Referring expression data:
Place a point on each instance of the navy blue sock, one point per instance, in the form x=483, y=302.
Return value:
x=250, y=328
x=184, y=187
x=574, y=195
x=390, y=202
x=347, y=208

Exercise description> Output the entries above in their entirety, exactly as written.

Answer box>
Place a point on each instance of the navy blue sock, one point per instance, in the form x=483, y=302.
Return value:
x=250, y=328
x=184, y=187
x=574, y=195
x=390, y=202
x=347, y=208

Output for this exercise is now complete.